EXCERPT PROVIDED START
Evidence so far suggests that cone-selective connections for the S/(L + M) pathway are an essential requirement for opponency to be present (Wiesel & Hubel, 1966; Derrington et al. 1984; Dacey, 2000; Mullen & Kingdom, 2002). However, for the L/M pathway the picture is less clear. Midget ganglion cells form the basis of the L/M opponency and no argument seems to be needed to account for the colour-opponent nature of those corresponding to the parafovea, since their receptive field centres are fed by a single cone (Paulus & Krogerpaulus, 1983; Lennie et al. 1991; De Valois & De Valois, 1993; Mullen & Kingdom, 1996). Some studies suggest that peripheral ganglion cells appear to have reduced or no chromatic opponency (Dacey & Petersen, 1992; Dacey, 1993), and have argued that they would therefore demonstrate a reduced L/M chromatic sensitivity (Lennie et al. 1991; Dacey, 1993). Such characteristics are attributed to random cone projections to both the centre and surround of their receptive fields, which receive multiple cone inputs (Paulus & Krogerpaulus, 1983; Lennie et al. 1991; De Valois & De Valois, 1993; Mullen & Kingdom, 1996). According to this ‘random wiring’ model, chromatic sensitivity would be reduced in the periphery. Our results (at least to an eccentricity of 20 deg) are incompatible with the concept of random wiring as they demonstrate the existence of equivalent chromatic sensitivity in the peripheral visual field once spatial scale has been accounted for. The cone-type-specific model predicts that peripheral chromatic sensitivity should match that at the fovea, since selective cone projections to the centre and surround would preserve chromatic opponency (Reid & Shapley, 1992; Martin et al. 2001; Reid & Shapley, 2002). Our results are therefore consistent with previous physiological data (Martin et al. 2001), supporting the ‘cone-selective’ model as the underlying mechanism responsible for chromatic opponency across the retina.
EXCERPT PROVIDED END
RECORD EXCERPTS START
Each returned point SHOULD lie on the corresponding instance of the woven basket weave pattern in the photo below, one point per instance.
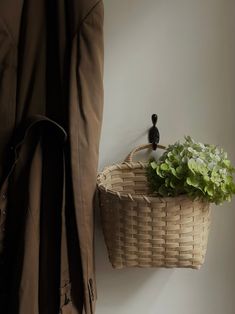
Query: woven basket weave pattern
(147, 231)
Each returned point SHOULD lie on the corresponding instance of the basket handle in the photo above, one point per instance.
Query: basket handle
(130, 156)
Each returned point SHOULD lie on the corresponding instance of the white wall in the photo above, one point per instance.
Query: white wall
(177, 59)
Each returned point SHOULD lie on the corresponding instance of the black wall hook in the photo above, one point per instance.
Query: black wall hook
(154, 135)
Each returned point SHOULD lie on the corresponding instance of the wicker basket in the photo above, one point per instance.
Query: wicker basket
(144, 230)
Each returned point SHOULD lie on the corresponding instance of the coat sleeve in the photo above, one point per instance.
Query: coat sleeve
(86, 112)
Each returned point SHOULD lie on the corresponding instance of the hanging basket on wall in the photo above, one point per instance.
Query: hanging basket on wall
(144, 230)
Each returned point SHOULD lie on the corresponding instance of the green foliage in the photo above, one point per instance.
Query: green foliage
(195, 169)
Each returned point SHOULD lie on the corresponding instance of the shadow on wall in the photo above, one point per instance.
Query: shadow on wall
(117, 286)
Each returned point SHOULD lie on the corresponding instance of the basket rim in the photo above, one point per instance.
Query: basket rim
(139, 197)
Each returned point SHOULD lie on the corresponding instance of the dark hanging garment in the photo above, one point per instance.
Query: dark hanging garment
(51, 105)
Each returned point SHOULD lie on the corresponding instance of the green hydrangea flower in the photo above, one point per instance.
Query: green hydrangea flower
(195, 169)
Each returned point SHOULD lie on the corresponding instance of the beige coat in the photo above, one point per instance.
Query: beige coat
(51, 103)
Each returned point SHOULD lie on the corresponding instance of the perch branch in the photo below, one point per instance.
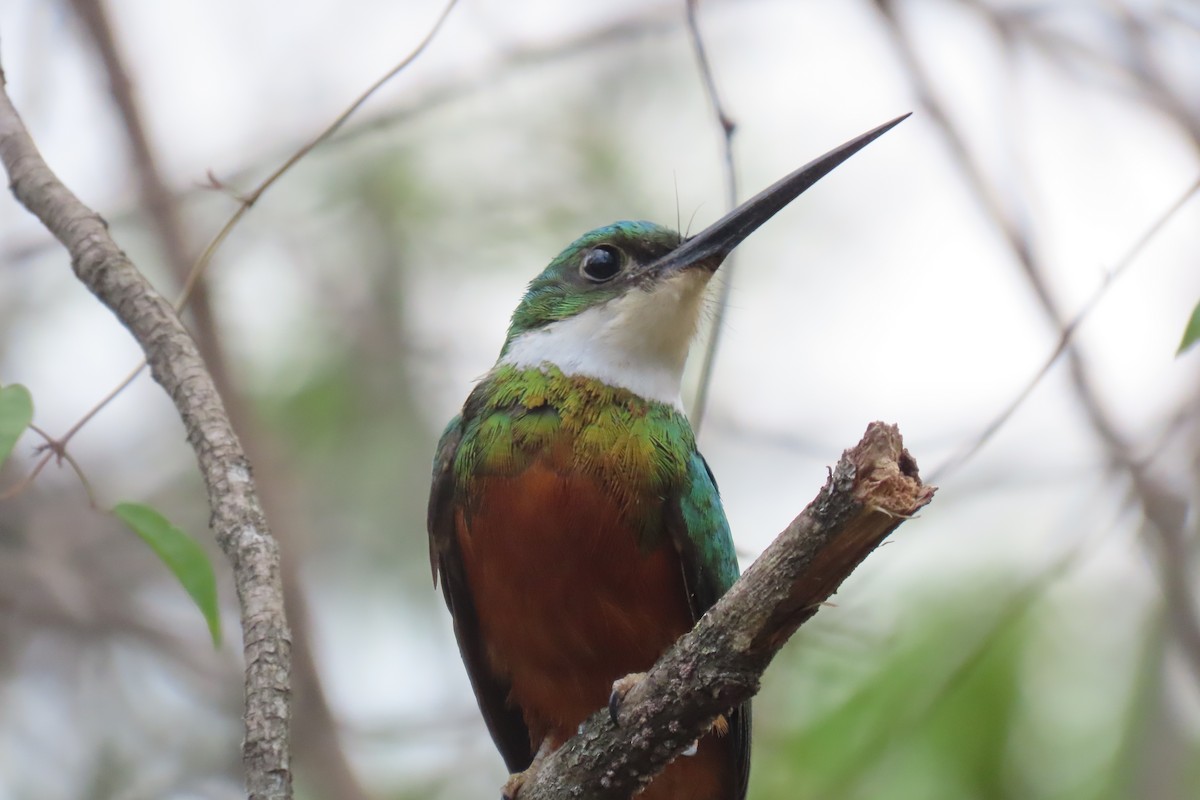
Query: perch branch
(718, 665)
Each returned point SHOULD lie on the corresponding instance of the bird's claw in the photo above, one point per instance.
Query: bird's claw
(619, 690)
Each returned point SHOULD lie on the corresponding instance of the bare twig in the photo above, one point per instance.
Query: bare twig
(731, 191)
(238, 519)
(718, 665)
(1065, 338)
(1162, 506)
(245, 204)
(318, 752)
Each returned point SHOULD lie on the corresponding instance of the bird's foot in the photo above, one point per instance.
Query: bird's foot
(511, 788)
(619, 690)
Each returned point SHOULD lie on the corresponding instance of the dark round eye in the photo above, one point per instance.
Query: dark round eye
(601, 264)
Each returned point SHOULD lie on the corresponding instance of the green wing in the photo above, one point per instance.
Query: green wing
(504, 722)
(701, 534)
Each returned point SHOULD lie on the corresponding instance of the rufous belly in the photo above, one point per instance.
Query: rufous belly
(568, 602)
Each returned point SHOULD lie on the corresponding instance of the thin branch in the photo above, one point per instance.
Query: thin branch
(727, 127)
(319, 756)
(718, 665)
(1066, 337)
(175, 364)
(1164, 510)
(245, 204)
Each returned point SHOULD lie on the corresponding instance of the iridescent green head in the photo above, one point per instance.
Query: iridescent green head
(622, 302)
(593, 270)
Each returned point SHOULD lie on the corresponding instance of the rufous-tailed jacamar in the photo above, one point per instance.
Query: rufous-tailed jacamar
(575, 528)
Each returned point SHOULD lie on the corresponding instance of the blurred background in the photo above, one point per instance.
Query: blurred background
(1033, 635)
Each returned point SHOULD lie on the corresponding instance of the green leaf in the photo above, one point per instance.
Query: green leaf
(16, 414)
(1192, 332)
(181, 554)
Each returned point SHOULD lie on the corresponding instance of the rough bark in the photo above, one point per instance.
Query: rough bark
(717, 666)
(238, 521)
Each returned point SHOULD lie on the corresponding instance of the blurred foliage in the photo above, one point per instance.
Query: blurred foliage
(1192, 332)
(16, 414)
(181, 554)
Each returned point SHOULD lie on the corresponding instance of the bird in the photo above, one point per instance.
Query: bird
(575, 528)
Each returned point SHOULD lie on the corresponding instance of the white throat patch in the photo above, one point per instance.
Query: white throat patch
(637, 341)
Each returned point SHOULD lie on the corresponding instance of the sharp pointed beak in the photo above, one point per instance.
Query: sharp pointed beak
(711, 246)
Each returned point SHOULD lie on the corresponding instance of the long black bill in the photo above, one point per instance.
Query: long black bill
(712, 245)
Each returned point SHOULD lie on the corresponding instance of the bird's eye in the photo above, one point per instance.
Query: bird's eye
(601, 264)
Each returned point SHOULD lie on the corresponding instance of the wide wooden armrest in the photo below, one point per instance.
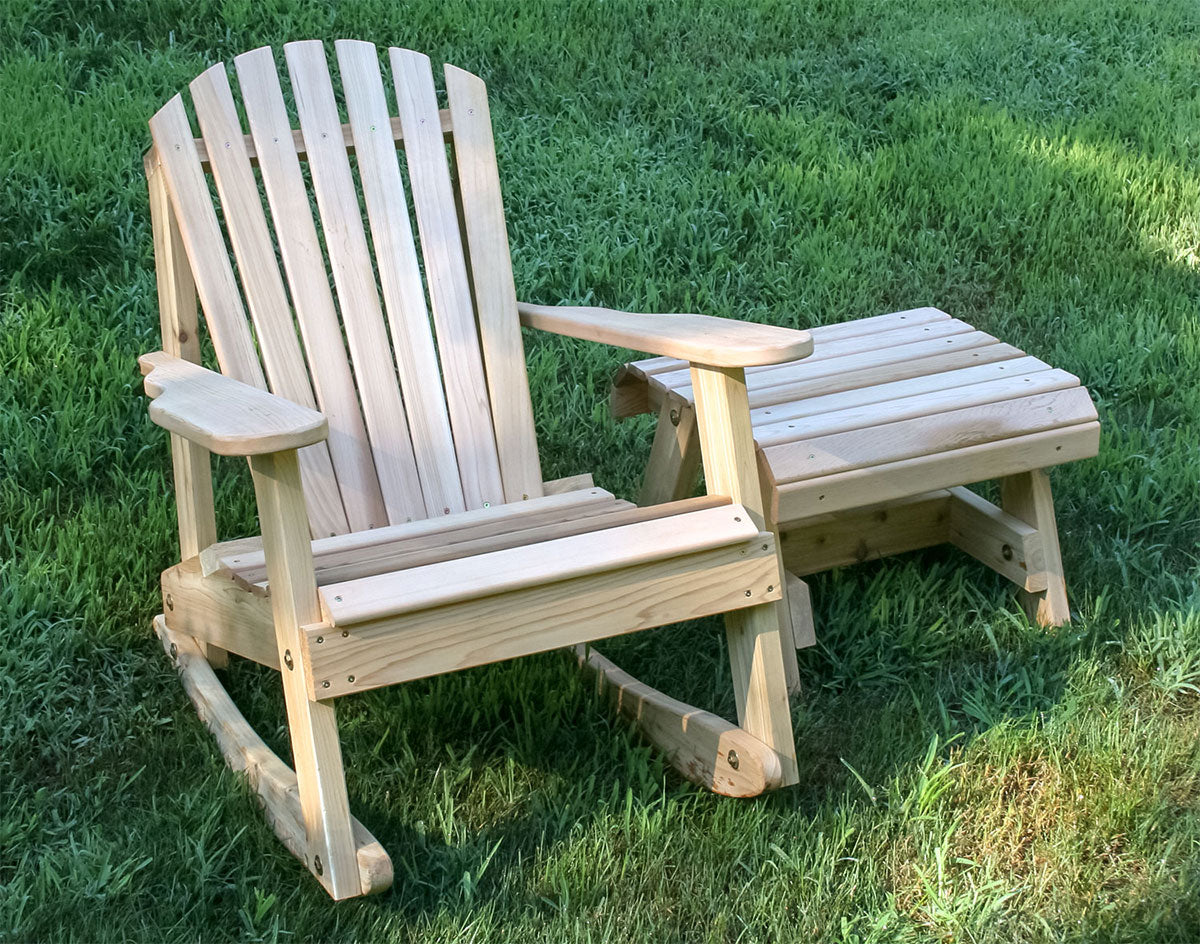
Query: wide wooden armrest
(225, 415)
(699, 338)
RECORD EXCERPTS END
» TASK BRIEF
In the passage on color opponency across the retina, what does the cone-type-specific model predict about peripheral chromatic sensitivity? Answer from the text only, not the material.

» ANSWER FOR THIS EXERCISE
It predicts that peripheral chromatic sensitivity should match that at the fovea.